# THE TASK
Could you return all of the lines below word for word, with nothing altered?

— START ITEMS —

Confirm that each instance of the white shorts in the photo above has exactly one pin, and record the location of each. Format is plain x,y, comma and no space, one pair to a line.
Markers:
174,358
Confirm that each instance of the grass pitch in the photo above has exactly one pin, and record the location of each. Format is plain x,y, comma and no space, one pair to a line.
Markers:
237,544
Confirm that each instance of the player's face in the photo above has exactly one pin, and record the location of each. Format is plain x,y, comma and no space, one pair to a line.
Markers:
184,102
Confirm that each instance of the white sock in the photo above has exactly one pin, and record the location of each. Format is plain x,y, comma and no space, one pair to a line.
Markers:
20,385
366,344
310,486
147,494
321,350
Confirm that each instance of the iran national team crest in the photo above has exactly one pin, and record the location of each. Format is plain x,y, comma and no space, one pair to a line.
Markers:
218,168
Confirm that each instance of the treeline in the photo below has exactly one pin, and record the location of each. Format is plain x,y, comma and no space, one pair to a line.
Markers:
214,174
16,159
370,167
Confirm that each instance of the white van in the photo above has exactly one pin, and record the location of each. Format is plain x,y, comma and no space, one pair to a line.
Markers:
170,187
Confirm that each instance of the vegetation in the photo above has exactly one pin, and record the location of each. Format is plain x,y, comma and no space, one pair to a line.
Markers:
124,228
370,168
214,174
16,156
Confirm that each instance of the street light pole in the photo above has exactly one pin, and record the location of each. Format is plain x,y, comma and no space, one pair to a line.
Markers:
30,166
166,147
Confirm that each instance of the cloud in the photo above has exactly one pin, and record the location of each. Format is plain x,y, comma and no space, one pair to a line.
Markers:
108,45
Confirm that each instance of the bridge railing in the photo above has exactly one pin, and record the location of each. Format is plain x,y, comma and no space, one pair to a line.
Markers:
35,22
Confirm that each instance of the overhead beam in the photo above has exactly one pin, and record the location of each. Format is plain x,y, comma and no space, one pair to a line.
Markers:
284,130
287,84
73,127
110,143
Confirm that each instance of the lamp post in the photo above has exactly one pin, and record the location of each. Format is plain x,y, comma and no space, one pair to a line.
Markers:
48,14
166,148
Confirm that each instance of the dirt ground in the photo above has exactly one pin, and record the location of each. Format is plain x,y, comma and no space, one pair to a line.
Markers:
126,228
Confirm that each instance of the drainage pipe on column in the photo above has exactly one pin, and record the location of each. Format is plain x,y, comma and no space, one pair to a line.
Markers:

— END ITEMS —

# ANSWER BELOW
Confirm that each instance of the white shorts in the photo above has exactly one pin, and record the location of each. Format is plain x,y, comma and no space, one pair to a line.
Markers:
174,358
Confirm that each instance of the grass pitch in the photo above has exactly one pin, and record the location of each. Format is plain x,y, comma and no space, one pair to a line.
Markers:
237,544
Confirm that each instance of the player's face in the photo above has exactly one pin, and record the location of each. Format is plain x,y, comma and no space, one pair to a line.
Markers:
184,102
Confirm that each instance of the white sock in the photo above has exactly one pin, and record the location of each. Format is plain x,y, comma and no space, one pair to a line.
Markers:
20,385
366,344
310,486
147,494
321,350
Confirm that each instance of the iran national team crest in the photo above has exactly one pin, and record the location of each. Format is plain x,y, comma and no space, one pair to a line.
Markers:
218,168
Confirm that each instance of the treeline in the photo below has exactly one pin, and record the location of each. Format is plain x,y, comma and no space, one pair to a line.
Markers:
214,174
16,159
370,167
Confirm that each instance of the white van in the photo above has exactly one pin, and record the location of each. Format is plain x,y, comma and no space, one pair to a line.
Markers:
170,187
Confirm that each instance of the vegetation in the photo above has exactly one pin, and record the location of each. Format is plain x,y, comma and no space, one pair to a line.
Markers:
124,228
370,168
214,174
16,156
Confirm that each instance of the street light pole in the photo above has exactly one pin, and record the location of each. Format is plain x,y, comma and no space, one pair to a line.
Markers:
30,166
166,147
Confirm that each instance of the cloud in the photo above has exactly one pin, and record the location of each. Format is plain x,y, comma and no space, one pair to a line.
Markers:
108,45
Confirm that each instance of the bridge railing in the photo above has exactly one pin, and record the location of each. Format is plain x,y, comma and no space, one pair to a line.
Markers:
35,22
Confirm that each instance of the overhead beam in the photo above has exactly one pin, and record the location of each. Format is plain x,y, comma and no space, one pair to a line.
Markers:
284,130
287,84
73,127
110,143
Confirm that each instance of the lamp post in the photo above has exactly one pin, and record the location of each. Format is plain x,y, comma and no space, one pair to a line.
Markers:
48,14
166,148
Confirm that each instance of the dirt ground in the photo above has exactly one pin, and record the location of each. Format is plain x,y, comma and no space, one pair to a line.
Markers:
126,228
Confirm that each instance of the drainage pipe on column in the photo above has exactly one pin, and record the location of each. Format is plain x,y, comma and no space, one pair to a line.
Markers:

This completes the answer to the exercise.